[Stored rows]
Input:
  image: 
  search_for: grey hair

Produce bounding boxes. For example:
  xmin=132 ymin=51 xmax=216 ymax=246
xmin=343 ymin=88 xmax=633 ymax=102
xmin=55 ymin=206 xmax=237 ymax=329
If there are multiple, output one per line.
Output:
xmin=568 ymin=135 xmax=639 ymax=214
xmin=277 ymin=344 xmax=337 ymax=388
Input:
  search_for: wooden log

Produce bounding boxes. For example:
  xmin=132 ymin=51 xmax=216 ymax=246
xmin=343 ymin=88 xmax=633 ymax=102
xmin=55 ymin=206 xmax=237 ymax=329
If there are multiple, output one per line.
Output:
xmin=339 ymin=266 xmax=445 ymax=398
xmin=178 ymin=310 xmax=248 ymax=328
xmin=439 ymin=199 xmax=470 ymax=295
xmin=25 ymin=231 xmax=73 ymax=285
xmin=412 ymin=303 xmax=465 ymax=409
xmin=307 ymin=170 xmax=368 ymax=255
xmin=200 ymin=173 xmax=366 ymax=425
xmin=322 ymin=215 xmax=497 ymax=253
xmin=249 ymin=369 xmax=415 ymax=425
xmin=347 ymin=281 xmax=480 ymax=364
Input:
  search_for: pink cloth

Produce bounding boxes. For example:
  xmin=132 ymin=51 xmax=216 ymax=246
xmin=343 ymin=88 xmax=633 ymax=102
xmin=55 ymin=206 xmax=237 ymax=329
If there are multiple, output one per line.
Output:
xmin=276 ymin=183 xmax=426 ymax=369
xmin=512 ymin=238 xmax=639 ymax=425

> _Given instruction_
Extract every row above and reproduce all of them word for word.

> _Right answer_
Input:
  image: 
  search_for: grey hair

Produce bounding boxes. For example:
  xmin=132 ymin=51 xmax=216 ymax=246
xmin=343 ymin=88 xmax=633 ymax=102
xmin=55 ymin=206 xmax=237 ymax=329
If there are multiple, output one per line.
Output:
xmin=568 ymin=135 xmax=639 ymax=214
xmin=277 ymin=344 xmax=337 ymax=388
Input:
  search_for: wooden log

Produce bounding boxes. For example:
  xmin=132 ymin=51 xmax=216 ymax=246
xmin=343 ymin=88 xmax=633 ymax=102
xmin=55 ymin=206 xmax=237 ymax=329
If there are multiple, output one per line.
Output:
xmin=339 ymin=266 xmax=445 ymax=398
xmin=178 ymin=310 xmax=248 ymax=328
xmin=439 ymin=199 xmax=470 ymax=295
xmin=25 ymin=231 xmax=73 ymax=285
xmin=412 ymin=303 xmax=465 ymax=409
xmin=307 ymin=170 xmax=368 ymax=255
xmin=200 ymin=173 xmax=366 ymax=425
xmin=322 ymin=215 xmax=497 ymax=253
xmin=249 ymin=369 xmax=415 ymax=425
xmin=347 ymin=281 xmax=480 ymax=364
Input:
  search_for: pink cloth

Produce bounding boxes. For example:
  xmin=132 ymin=51 xmax=216 ymax=246
xmin=343 ymin=88 xmax=633 ymax=102
xmin=55 ymin=206 xmax=237 ymax=329
If there are multiple, output one per line.
Output:
xmin=276 ymin=183 xmax=426 ymax=369
xmin=512 ymin=238 xmax=639 ymax=425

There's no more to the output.